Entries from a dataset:
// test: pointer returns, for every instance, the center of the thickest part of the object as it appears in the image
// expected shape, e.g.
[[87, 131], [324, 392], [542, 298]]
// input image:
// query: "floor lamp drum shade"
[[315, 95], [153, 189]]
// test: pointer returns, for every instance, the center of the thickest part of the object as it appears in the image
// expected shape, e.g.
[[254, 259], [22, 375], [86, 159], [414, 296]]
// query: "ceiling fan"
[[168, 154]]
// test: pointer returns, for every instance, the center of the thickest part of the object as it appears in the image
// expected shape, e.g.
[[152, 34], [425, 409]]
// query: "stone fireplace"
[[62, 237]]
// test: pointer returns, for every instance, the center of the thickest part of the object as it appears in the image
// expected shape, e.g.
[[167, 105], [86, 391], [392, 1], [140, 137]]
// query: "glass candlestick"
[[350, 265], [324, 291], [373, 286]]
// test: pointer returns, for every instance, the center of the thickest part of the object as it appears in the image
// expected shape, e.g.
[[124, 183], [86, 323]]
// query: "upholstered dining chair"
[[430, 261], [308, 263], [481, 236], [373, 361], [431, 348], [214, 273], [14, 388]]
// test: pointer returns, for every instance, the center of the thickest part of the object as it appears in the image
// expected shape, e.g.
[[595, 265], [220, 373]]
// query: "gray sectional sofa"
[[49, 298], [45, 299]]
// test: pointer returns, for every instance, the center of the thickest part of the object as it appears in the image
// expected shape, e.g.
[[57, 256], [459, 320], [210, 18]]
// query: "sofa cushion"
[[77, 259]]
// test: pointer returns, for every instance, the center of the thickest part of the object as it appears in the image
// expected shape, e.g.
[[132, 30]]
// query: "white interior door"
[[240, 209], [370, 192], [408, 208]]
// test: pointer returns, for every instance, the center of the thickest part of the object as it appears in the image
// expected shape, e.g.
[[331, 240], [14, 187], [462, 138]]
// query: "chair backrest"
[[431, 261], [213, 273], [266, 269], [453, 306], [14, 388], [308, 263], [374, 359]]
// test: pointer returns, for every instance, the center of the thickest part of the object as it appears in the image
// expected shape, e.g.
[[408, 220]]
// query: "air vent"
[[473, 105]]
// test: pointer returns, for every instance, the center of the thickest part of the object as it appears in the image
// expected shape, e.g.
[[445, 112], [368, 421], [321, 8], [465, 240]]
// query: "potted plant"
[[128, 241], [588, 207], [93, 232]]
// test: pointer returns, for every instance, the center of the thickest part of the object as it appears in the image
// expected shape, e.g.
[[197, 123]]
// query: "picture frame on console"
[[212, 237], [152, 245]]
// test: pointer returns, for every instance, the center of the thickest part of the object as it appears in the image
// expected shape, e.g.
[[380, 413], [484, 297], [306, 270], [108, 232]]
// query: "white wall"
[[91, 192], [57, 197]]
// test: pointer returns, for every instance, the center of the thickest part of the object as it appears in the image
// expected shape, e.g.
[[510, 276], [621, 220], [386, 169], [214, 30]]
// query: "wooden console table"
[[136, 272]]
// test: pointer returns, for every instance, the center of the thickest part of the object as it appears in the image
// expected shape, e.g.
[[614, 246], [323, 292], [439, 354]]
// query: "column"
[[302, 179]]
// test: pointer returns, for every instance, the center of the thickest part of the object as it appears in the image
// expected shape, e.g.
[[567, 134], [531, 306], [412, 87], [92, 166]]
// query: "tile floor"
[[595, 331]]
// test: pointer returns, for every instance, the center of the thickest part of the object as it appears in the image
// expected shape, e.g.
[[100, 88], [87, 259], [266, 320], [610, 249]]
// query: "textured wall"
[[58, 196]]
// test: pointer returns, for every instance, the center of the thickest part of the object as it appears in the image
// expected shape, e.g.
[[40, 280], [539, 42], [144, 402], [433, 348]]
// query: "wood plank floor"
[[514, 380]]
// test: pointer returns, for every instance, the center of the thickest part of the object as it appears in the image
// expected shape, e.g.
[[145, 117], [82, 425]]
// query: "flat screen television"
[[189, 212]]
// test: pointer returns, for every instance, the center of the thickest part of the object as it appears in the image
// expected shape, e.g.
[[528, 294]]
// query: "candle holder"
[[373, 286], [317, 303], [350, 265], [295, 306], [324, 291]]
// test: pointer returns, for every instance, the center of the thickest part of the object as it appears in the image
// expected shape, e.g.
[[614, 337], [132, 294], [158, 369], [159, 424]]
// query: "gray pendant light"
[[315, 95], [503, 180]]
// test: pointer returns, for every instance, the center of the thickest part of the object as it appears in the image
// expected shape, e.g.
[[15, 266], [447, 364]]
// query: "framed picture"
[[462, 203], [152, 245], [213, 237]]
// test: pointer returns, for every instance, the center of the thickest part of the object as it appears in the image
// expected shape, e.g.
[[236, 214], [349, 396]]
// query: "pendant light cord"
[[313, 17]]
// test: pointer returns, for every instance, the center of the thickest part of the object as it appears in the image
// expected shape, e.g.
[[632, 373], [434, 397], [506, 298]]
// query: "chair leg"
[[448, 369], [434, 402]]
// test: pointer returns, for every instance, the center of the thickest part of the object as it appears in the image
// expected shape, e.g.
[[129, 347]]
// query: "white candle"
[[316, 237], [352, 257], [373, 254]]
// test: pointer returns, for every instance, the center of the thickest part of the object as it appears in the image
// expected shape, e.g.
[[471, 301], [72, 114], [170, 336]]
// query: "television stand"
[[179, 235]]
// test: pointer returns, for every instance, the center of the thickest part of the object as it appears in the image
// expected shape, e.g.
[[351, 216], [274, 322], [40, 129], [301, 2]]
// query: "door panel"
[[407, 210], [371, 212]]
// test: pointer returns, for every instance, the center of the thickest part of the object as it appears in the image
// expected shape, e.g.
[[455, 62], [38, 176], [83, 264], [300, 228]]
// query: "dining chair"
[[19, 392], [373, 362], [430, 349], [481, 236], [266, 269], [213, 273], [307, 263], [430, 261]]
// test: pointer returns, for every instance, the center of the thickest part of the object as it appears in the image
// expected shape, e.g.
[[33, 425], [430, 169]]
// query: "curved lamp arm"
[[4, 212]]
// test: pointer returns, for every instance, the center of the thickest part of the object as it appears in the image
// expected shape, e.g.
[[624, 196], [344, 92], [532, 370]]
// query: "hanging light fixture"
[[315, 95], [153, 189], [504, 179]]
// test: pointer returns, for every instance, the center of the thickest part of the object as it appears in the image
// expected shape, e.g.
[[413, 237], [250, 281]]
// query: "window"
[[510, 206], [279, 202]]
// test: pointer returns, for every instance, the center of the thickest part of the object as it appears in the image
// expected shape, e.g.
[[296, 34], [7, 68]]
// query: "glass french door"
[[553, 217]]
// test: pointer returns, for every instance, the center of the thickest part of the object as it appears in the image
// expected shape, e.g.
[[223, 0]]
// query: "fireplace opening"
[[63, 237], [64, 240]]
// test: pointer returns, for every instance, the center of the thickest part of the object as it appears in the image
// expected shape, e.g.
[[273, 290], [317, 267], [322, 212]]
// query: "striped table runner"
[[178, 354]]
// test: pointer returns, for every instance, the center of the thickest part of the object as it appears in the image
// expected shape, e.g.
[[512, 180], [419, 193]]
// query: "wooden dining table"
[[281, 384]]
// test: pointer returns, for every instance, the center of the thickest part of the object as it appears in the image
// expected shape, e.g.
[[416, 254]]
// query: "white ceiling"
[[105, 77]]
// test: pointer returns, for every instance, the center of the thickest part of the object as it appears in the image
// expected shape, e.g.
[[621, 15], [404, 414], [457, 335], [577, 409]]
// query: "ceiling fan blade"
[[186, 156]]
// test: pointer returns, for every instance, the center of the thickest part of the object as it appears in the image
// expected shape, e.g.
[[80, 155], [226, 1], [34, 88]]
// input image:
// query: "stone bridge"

Objective:
Turn each line from the start of the entries up to and including the line with "[[315, 95], [153, 189]]" into a JSON list of strings, one string per line, with blank lines left out.

Exercise response:
[
  "// test: pointer returns, for every instance, the center of the thickest part of the object as it appears in the image",
  "// expected shape, e.g.",
  "[[87, 131], [324, 392], [542, 298]]",
  "// input image:",
  "// query: \"floor lamp drum shade\"",
  "[[315, 95], [153, 189]]"
]